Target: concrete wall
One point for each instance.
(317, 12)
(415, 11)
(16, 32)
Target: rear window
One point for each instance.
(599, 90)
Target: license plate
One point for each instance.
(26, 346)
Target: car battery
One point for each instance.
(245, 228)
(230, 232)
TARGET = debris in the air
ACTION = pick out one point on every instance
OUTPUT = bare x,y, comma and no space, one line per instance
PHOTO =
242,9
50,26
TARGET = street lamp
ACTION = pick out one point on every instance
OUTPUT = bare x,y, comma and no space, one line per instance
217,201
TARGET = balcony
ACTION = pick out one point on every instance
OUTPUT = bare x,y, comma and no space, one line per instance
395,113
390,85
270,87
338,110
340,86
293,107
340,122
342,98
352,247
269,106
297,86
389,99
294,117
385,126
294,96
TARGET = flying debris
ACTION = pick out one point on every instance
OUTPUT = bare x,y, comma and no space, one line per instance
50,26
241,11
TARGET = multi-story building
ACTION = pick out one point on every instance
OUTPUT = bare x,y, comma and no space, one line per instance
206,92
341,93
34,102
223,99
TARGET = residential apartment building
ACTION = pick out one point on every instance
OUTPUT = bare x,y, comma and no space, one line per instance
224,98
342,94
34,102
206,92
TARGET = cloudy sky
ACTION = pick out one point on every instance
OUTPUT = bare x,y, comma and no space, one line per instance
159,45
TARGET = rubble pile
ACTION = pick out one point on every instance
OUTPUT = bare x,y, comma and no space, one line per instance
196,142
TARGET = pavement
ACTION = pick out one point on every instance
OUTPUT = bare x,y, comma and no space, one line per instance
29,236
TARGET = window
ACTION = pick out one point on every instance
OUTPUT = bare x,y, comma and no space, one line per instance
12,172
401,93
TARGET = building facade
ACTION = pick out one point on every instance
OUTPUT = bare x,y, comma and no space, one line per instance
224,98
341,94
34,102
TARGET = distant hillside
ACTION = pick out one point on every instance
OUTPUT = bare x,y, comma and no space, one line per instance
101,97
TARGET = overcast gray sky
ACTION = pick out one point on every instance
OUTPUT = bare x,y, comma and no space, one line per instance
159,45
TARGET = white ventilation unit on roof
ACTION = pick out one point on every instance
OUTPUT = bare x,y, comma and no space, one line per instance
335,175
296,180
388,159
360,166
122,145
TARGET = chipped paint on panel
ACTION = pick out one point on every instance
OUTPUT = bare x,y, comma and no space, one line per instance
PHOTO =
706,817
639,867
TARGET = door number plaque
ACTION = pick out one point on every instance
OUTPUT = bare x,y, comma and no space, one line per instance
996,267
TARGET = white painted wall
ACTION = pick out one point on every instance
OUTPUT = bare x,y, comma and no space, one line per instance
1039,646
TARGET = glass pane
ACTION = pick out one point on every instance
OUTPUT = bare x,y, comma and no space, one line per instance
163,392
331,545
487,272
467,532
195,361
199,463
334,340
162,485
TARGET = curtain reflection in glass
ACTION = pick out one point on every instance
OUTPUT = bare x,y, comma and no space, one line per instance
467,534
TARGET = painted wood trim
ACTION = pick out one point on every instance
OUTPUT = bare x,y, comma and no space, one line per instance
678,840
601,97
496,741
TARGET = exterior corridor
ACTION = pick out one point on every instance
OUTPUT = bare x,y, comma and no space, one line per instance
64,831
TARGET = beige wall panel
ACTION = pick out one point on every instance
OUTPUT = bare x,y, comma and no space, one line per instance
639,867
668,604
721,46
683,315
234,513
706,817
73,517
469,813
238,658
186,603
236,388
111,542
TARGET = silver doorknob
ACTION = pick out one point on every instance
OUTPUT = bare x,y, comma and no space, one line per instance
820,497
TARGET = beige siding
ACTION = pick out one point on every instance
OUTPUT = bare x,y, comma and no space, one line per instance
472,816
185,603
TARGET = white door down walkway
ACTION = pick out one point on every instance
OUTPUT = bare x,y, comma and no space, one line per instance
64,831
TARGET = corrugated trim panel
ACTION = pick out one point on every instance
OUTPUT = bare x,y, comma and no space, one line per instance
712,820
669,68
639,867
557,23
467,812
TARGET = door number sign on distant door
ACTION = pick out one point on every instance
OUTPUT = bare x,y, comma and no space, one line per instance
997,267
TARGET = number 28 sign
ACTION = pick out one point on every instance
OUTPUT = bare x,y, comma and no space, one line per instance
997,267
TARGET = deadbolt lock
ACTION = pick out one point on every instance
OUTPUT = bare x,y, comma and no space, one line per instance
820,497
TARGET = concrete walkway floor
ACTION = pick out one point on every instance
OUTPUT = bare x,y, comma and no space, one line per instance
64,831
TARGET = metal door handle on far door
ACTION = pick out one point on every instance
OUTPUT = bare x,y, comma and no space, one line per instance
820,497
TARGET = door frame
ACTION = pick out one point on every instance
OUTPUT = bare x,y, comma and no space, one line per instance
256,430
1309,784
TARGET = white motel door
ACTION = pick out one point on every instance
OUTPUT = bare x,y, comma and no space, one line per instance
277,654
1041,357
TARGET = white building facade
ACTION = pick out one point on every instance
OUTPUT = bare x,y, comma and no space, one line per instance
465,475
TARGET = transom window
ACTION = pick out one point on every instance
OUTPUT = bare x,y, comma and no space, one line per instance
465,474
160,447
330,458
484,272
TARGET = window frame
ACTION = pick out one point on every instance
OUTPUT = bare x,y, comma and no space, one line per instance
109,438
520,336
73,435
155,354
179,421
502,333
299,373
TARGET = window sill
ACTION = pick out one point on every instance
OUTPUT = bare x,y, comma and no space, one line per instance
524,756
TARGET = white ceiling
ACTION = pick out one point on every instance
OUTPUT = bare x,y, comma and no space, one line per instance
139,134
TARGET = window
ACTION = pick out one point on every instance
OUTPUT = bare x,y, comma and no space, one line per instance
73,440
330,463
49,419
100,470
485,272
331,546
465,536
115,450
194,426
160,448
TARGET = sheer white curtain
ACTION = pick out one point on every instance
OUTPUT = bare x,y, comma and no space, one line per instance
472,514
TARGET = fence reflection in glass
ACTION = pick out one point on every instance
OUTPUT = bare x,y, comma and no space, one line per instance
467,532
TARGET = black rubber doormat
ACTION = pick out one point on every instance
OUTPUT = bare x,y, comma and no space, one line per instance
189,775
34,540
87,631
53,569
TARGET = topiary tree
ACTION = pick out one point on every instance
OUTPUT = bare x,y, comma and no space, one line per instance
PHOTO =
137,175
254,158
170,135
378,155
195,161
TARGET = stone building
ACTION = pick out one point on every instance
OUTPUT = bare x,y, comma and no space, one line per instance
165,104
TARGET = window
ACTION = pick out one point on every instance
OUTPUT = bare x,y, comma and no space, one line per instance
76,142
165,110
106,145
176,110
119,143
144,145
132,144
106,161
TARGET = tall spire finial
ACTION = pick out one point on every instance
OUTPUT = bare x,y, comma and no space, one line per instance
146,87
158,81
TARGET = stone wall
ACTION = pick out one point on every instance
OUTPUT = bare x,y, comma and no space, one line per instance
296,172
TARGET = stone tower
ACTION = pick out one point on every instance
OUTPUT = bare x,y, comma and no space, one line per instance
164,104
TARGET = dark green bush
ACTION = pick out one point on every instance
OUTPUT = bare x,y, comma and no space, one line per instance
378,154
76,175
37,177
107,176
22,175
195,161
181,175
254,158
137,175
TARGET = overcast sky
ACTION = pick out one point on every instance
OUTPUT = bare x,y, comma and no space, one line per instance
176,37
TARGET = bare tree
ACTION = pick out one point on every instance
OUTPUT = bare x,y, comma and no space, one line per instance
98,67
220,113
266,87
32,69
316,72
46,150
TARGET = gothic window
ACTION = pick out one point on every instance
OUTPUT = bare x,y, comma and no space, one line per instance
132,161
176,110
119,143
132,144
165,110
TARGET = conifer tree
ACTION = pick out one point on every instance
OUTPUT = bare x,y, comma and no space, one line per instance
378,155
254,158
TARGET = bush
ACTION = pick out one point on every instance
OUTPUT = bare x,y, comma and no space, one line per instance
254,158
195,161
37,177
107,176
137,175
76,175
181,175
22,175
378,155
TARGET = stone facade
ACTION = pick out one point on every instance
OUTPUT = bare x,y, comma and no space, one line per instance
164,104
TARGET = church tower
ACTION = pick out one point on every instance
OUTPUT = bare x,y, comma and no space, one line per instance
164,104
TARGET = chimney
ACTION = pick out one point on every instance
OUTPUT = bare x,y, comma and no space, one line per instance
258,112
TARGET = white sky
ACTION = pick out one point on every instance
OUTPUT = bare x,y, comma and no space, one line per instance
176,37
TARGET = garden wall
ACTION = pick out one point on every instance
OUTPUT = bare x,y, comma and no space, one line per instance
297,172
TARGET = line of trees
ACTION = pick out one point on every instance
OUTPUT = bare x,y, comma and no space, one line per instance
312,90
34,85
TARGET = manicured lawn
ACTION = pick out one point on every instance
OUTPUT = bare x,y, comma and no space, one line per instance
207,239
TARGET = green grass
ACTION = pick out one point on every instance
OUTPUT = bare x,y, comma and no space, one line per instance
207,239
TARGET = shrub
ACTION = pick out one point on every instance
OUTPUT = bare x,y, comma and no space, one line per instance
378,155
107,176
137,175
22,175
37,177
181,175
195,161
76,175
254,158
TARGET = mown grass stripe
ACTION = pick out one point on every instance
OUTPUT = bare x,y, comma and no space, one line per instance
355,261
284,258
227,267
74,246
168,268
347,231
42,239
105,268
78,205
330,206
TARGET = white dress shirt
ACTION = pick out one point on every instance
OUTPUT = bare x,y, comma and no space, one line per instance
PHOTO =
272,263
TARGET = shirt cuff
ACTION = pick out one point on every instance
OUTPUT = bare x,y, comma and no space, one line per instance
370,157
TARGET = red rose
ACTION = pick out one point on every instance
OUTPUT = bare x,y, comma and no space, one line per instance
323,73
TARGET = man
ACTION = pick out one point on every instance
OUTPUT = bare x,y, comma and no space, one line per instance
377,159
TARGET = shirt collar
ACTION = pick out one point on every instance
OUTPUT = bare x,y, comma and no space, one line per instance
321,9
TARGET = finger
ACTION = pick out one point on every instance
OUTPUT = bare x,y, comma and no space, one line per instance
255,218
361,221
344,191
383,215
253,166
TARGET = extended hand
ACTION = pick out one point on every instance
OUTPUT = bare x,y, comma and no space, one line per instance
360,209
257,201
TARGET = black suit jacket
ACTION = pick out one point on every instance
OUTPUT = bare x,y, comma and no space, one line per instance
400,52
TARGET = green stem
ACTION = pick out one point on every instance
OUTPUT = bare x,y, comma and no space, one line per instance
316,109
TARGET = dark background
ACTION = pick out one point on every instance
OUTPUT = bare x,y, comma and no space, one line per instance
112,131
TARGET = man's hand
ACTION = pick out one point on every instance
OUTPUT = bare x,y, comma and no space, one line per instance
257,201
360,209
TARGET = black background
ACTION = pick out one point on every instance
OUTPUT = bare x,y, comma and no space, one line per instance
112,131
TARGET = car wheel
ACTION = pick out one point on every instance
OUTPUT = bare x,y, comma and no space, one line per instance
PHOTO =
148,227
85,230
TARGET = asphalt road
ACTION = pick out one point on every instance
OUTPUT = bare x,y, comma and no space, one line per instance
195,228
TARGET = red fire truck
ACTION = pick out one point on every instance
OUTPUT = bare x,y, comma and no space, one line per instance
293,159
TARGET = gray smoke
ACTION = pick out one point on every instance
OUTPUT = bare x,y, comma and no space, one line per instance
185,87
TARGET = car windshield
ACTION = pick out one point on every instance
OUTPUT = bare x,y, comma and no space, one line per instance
- - -
Give the count of lines in the listing that contain the word "tower". No explanation is wanted.

2